#### Dataset:
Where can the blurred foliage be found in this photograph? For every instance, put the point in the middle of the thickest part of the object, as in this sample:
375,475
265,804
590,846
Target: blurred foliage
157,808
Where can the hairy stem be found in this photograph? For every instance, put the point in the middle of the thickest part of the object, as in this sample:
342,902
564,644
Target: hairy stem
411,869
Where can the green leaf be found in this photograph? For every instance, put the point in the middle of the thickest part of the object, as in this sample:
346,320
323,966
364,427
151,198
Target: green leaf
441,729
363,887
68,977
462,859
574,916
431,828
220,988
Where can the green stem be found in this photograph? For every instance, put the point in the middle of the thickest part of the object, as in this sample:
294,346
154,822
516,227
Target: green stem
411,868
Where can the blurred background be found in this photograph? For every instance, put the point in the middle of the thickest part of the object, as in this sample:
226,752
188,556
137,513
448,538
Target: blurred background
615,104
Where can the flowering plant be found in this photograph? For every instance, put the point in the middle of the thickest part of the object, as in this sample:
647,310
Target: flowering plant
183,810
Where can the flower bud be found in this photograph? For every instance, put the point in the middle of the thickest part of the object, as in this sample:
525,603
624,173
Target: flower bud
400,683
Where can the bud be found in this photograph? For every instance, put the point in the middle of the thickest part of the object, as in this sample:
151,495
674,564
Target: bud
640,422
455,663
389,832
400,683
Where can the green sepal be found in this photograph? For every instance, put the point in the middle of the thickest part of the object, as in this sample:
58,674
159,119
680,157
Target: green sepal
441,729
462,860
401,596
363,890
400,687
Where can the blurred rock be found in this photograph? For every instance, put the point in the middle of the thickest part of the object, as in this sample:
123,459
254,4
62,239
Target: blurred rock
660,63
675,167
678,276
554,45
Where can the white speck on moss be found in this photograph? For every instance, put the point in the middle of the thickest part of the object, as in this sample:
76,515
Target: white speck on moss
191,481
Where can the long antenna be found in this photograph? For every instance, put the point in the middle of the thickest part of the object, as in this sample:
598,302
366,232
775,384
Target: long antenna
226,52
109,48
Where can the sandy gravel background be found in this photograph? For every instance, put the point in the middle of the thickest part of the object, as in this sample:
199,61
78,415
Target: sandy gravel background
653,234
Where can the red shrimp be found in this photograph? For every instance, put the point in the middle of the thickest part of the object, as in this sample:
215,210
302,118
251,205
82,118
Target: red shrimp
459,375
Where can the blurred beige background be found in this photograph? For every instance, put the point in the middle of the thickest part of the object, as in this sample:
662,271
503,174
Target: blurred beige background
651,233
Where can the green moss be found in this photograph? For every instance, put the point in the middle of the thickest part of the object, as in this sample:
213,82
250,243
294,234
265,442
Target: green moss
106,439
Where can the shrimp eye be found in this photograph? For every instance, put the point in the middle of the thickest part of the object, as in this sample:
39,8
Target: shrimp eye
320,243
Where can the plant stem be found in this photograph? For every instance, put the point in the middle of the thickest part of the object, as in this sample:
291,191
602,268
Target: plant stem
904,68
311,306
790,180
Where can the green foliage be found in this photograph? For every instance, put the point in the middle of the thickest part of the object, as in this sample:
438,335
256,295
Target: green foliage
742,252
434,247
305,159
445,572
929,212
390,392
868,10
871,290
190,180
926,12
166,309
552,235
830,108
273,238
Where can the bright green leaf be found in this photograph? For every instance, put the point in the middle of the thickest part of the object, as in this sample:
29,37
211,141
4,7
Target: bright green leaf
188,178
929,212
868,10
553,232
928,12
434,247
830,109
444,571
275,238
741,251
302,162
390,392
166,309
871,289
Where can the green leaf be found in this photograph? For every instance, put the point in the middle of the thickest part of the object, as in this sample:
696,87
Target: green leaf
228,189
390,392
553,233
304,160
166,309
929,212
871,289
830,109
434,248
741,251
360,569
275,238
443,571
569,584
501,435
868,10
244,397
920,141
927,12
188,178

#### Direction:
Return each line of the records above exactly as it reads.

#### Complete response:
Where can the blurred foliage be found in this photograph? For every instance, put the point in the middle of the thickest part of the object, as in this sample:
375,475
265,804
590,846
Target: blurred foliage
157,808
Where can the hairy stem be found in this photograph? For every instance, put the point in the middle of the thickest part of the object, as in this sample:
342,902
564,644
Target: hairy stem
411,869
Where can the green leaf be found in this photograph? For every instance, put the point in the middle of the thickest part of the object, as in this sample:
346,320
323,966
364,427
151,198
Target: green leaf
441,729
363,887
68,977
462,859
574,916
431,828
220,988
Where can the green stem be found in this photograph? For every instance, put the point in the middle of the thickest part of the object, as in this sample:
294,346
154,822
516,227
Target: green stem
411,868
Where can the blurred background be found in this photograph? For every instance, put the point in the middle of the thickest part of the object, as in this sample:
226,752
188,556
137,513
448,538
Target: blurred background
615,104
Where can the flowering plant be found in this photograph? For every instance, put the point in the middle of the thickest part of the object, as in this sample:
647,310
Target: flowering plant
183,810
Where can the flower bud be found in this photograph? For every instance, put the point in the middle of the thickest part of the object, as in this sample:
525,603
624,173
Target: flower bud
400,683
Where can the bud be found in this photograph? For every instance, put the point in the middle of the thickest part of the object, as in this sample:
151,495
674,564
Target: bud
640,422
455,663
389,832
400,683
Where can the green sepal be found in this photograph? For every instance, put the point in the middle of the thickest part of the object, as in this sample:
58,674
159,119
680,157
Target: green sepal
441,729
462,860
401,596
363,890
400,687
Where can the blurred rock be found in this photograph? For every instance, put the point in the middle of the thickest part of the object, as in this sample:
123,459
254,4
62,239
Target: blurred rock
660,63
675,167
678,276
554,45
Where can the white speck on moss be found in this photograph? For every instance, put the point in the middle of the thickest part of the object, as in this sample:
76,515
Target: white speck on moss
191,481
Where can the long antenna be found in this photograph? For every instance, put the point in the middle of the thickest part of the object, as in this sample:
598,302
366,232
775,384
Target: long antenna
226,52
109,48
Where can the sandy gravel background be found in this photograph? For every instance, put the point in the middle of the thickest part of the object, as in this sample:
199,61
78,415
Target: sandy gravel background
653,234
Where can the red shrimp be found in this photograph? For every instance, put the point in the middle of the thickest part of the object, as in this sample:
215,210
302,118
251,205
82,118
Target: red shrimp
459,375
Where can the blurred beige background be found in this photograph? For every instance, put the point in the middle of the thickest part of the object, as in this sample:
662,271
503,174
Target: blurred beige background
651,233
Where can the green moss be found in this photograph? For every instance, put the point in the middle of the thickest part of the object, as in this sample:
213,82
250,243
294,234
265,442
Target: green moss
106,439
Where can the shrimp eye be found in this photograph? For every instance, put the point in the middle of the thickest part of the object, as in this sample:
39,8
Target: shrimp eye
320,243
Where can the plant stem be found in this photograph? For every instance, put the point in the middle of the thickest part of the object, as in this sample:
291,191
602,268
Target: plant stem
904,68
311,306
790,180
Where can the green foliage be found in this photograph? For every instance, put the point in the middle of the thickest part of the object, as in this sample:
438,335
256,295
Target: green foliage
742,252
434,247
305,159
445,572
929,212
390,392
868,10
871,290
190,180
926,12
166,309
552,235
830,108
273,238
Where can the bright green leaf be found in this photograph? For every instance, put the point in the middle of the thickest part of the object, as in this sample:
29,37
211,141
4,7
Target: bright green leaf
188,178
929,212
868,10
553,232
928,12
434,247
830,109
444,571
275,238
741,251
302,162
390,392
166,309
871,289
Where can the green leaf be found in this photograph? For every instance, put the point in the middle of the thickest part of the object, as in this sample:
696,87
Target: green leaf
228,189
390,392
553,233
304,160
166,309
929,212
871,289
830,109
434,248
741,251
360,569
275,238
443,571
569,584
501,435
868,10
244,397
920,141
927,12
188,178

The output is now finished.